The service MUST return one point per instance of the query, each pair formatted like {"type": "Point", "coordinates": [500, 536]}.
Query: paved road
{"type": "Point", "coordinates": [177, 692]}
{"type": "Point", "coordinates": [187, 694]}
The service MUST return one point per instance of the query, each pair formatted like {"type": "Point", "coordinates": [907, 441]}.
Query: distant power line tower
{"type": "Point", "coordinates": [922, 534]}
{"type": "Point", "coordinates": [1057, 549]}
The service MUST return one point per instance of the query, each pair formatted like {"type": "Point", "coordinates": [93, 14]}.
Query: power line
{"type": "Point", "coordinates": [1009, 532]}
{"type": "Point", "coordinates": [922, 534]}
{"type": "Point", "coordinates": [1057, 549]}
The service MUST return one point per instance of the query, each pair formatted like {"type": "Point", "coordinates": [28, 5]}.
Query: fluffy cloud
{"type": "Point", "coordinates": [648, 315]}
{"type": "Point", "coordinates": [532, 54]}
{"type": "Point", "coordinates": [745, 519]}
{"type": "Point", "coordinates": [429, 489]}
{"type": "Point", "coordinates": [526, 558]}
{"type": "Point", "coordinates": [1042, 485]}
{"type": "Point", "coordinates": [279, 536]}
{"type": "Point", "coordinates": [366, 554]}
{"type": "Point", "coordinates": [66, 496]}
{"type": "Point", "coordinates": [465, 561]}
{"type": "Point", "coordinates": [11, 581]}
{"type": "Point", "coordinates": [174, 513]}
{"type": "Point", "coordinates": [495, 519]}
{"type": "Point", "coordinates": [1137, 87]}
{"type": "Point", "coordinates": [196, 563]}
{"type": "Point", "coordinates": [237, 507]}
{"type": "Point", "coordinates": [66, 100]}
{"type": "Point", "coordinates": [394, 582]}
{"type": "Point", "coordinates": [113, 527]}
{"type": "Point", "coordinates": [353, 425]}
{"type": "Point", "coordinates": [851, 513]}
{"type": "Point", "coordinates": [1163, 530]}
++++
• [Task]: Pick out every row in the items above that contains the word "line" and copy each one in full. Case counts.

• [Written response]:
Query: distant power line tower
Query: power line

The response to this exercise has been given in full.